> _DESCRIPTION OF THE TASK_
List every line of the listing below that contains the string "visible", copying each such line verbatim.

> _SOURCE MATERIAL_
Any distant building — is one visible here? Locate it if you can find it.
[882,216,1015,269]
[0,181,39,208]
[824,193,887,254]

* * *

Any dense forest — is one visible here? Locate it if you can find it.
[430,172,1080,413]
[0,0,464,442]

> _SOLUTION TO THE PROBLEM_
Any distant building — is one visible here? Locate it if you can find it.
Any dense forest — is one visible here? Locate it if you can find it.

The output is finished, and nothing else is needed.